_Extrait du texte_:
Entretien avec père Federico Lombardi, le 8 février 2022 Entretien avec père Federico Lombardi, le 8 février 2022 

Père Lombardi: Benoît XVI a toujours été «un serviteur de la vérité»

Le père Federico Lombardi, directeur du Bureau de presse du Saint-Siège sous le pontificat de Benoît XVI, revient sur le contenu de la lettre publiée ce 8 février par le Pape émérite. Il y voit une démarche pénitentielle individuelle dans laquelle Benoît XVI entraîne toute l’Église, sans masquer la réalité du péché.

Entretien réalisé par Adélaïde Patrignani – Cité du Vatican

Un pasteur au service de la vérité et du salut du monde: c’est ce qui transparaît de Benoît XVI dans la lettre adressée aux fidèles du diocèse de Munich et Freising, dont il a été l’archevêque entre 1977 et 1982. Le Pape émérite y exprime sa «profonde honte», sa «grande tristesse» et sa «demande sincère de pardon». Il dit aussi humblement sa «ferme confiance que le Seigneur n'est pas seulement le juge juste, mais en même temps l'ami et le frère qui a déjà souffert lui-même de mes insuffisances» et sera son défenseur devant le Père à l’heure du Jugement.

Le père Federico Lombardi, jésuite, président de la Fondation vaticane Joseph-Ratzinger – Benoît-XVI, et directeur du Bureau de presse du Saint-Siège sous le pontificat de Benoît XVI, revient sur les points saillants de ce message et sa portée pour l’Église universelle dans cette période de lutte contre les abus.

Entretien avec le père Federico Lombardi, SJ

Je trouve que c’est une lettre totalement sincère, une lettre de vérité sur lui-même, sur la situation de l’Église et sur les attitudes dans lesquelles on peut, on doit vivre ce problème, qu’il a vécu très intensément et avec souffrance durant les derniers mois. Il parle d’un «examen de conscience» qu’il a fait sur lui-même. C’est une attitude que nous tous devons assumer: un examen de conscience sur l’Église, notre participation à cette situation.

Une lettre de sincérité, dans laquelle il prend une attitude vraiment pénitentielle, qu’il vit chaque jour en célébrant l’Eucharistie et en se mettant devant dans une totale sincérité, et pas seulement devant Dieu mais aussi devant la communauté. C’est une confession des péchés publique qui est faite, dit-il. Dans cette communauté, il y a aussi les victimes des abus. Il rappelle ses rencontres avec les victimes, des situations dans lesquelles il a aussi expérimenté la profondeur de la souffrance et du crime qui a endommagé si profondément la vie des victimes. Devant cette situation, il reconnaît concrètement qu’il y a un «grand péché» et qu’il faut se convertir, et reconnaître qu’il y a eu des manques de décision, d’engagement, de compassion. C’est une confession très participative, dans la communauté et devant les victimes. Il exprime avec grande force la honte, la douleur, et demande aussi pardon devant les victimes, devant ses frères et sœurs et devant Dieu. Il demande aussi de prier pour lui dans cette situation. Je suis très impressionné de la profondeur de cette participation au péché de l’Église, dans laquelle il se pose dans une attitude pénitentielle nécessaire devant Dieu pour les croyants.

_Consigne A_: D'après l'entretien avec le père Lombardi, pendant quelles années Benoît XVI a-t-il été archevêque du diocèse de Munich et Freising ?
_Consigne B_: Recopiez le passage de l'entretien avec le père Lombardi qui s'ouvre sur les mots « Père Lombardi: Benoît » et se clôt sur « réalité du péché. ».
_Consigne C_: Prolongez l'entretien avec le père Lombardi sur la lettre de Benoît XVI, en reprenant après sa dernière phrase.
Les items n'interviennent pas dans ce travail.

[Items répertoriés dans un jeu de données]
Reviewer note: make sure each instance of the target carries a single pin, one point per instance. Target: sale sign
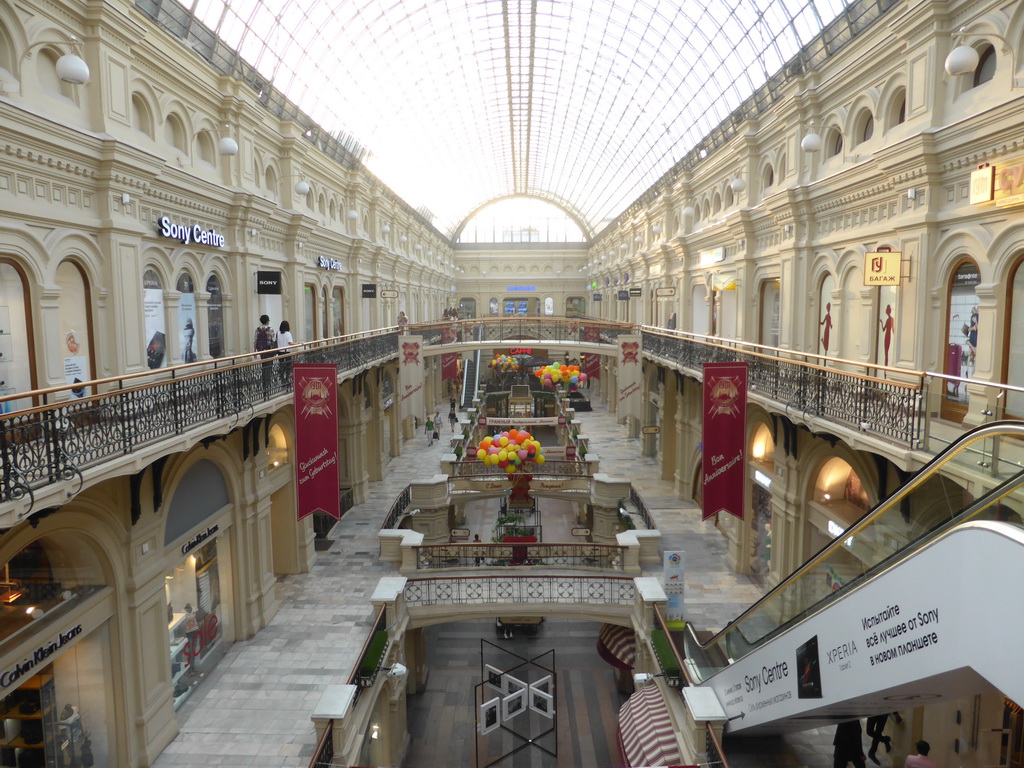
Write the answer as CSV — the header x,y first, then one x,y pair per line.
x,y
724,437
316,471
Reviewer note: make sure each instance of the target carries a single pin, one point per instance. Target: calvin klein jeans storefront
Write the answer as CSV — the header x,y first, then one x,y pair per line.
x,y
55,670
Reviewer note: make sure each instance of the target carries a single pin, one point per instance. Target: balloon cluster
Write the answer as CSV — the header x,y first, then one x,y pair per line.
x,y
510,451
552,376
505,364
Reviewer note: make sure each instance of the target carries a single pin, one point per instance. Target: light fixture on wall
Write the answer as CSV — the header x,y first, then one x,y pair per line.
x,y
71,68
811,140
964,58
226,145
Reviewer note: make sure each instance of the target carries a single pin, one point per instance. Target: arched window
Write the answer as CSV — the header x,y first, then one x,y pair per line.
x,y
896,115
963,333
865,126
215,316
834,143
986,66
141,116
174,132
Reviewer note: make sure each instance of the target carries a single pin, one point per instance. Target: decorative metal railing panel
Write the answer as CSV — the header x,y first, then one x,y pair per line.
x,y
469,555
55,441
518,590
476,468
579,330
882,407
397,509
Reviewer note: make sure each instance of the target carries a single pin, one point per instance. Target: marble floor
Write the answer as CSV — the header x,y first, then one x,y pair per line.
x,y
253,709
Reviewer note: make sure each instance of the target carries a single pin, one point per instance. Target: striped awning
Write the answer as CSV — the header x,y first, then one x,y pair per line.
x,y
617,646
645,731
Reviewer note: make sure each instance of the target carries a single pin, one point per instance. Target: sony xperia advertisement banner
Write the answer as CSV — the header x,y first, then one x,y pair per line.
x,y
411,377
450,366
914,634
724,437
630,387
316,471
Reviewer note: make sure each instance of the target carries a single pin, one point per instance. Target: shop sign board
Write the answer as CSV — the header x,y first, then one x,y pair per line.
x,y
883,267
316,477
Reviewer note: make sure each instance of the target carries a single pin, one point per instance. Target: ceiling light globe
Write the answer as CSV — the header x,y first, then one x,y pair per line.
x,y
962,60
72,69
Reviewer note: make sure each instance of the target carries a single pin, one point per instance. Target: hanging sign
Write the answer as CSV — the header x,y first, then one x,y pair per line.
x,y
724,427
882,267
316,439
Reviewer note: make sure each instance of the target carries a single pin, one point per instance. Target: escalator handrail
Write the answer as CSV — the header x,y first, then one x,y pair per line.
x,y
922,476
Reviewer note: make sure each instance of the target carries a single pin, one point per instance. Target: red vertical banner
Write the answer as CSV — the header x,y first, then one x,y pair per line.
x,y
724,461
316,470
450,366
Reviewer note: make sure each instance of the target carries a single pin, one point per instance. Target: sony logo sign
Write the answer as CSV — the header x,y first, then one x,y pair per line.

_Réponse attendue A_: De 1977 à 1982.

_Réponse attendue B_:
Père Lombardi: Benoît XVI a toujours été «un serviteur de la vérité»

Le père Federico Lombardi, directeur du Bureau de presse du Saint-Siège sous le pontificat de Benoît XVI, revient sur le contenu de la lettre publiée ce 8 février par le Pape émérite. Il y voit une démarche pénitentielle individuelle dans laquelle Benoît XVI entraîne toute l’Église, sans masquer la réalité du péché.

_Réponse attendue C_:
Retrouvez-vous une attitude dont il avait déjà fait preuve durant son pontificat ?

Oui, et pas seulement la participation, mais aussi la vérité. Une des choses dont il a beaucoup souffert pendant ces derniers temps, c’est d’avoir été accusé de mensonges. Il est un serviteur de la vérité dans toute sa vie. Je ne pense absolument pas qu’il soit un menteur. Ce n’est absolument pas juste de lui faire cette accusation, qui a été très douloureuse pour lui. Il reconnaît les erreurs, mais pas le fait d’être un menteur. Cela doit être respecté, et cela correspond aussi à mon expérience de la collaboration avec lui, en particulier dans toute la réalité des abus. Il n’a jamais essayé de présenter une image de l’Église différente de la réalité, plus jolie, meilleure. La vérité était toujours la première chose pour lui: reconnaître aussi les erreurs, les péchés… Dans ce sens, je suis totalement convaincu que son attitude et sa confession de péchés est quelque chose de vrai, de profondément vrai.

À quoi Benoît XVI peut-il inviter l’Église aujourd’hui avec cette lettre ?

À une attitude pénitentielle qui soit aussi prémices de conversion, pour un engagement décidé à changer les erreurs et à prendre toutes les décisions, les initiatives, la compassion nécessaires pour dépasser la gravité de cette situation. Mais il y a aussi un autre message à la fin, important pour la situation actuelle, et qui est un message d’espérance. Ne pas céder à la tentation du désespoir. Il reconnaît, devant le Jugement de Dieu qui est proche pour lui, d’avoir une tentation de peur ou de désespoir, mais être chrétien nous donne la conviction qu’il y a aussi pour nous un ami, un frère, qui est Jésus-Christ, qui nous accompagne aussi dans la situation la plus obscure pour la dépasser et pour rencontrer Dieu et sa grâce. Je pense que dans cette situation d’humiliation et de profond désarroi que nous sentons dans la situation de l’Église, comme conséquence réelle de la très grande faute, comme le dit Benoît XVI lui-même, nous ne devons pas perdre l’espérance dans la grâce et dans la possibilité de renouveler notre vie, et d’aider aussi les victimes à retrouver une guérison de leurs blessures.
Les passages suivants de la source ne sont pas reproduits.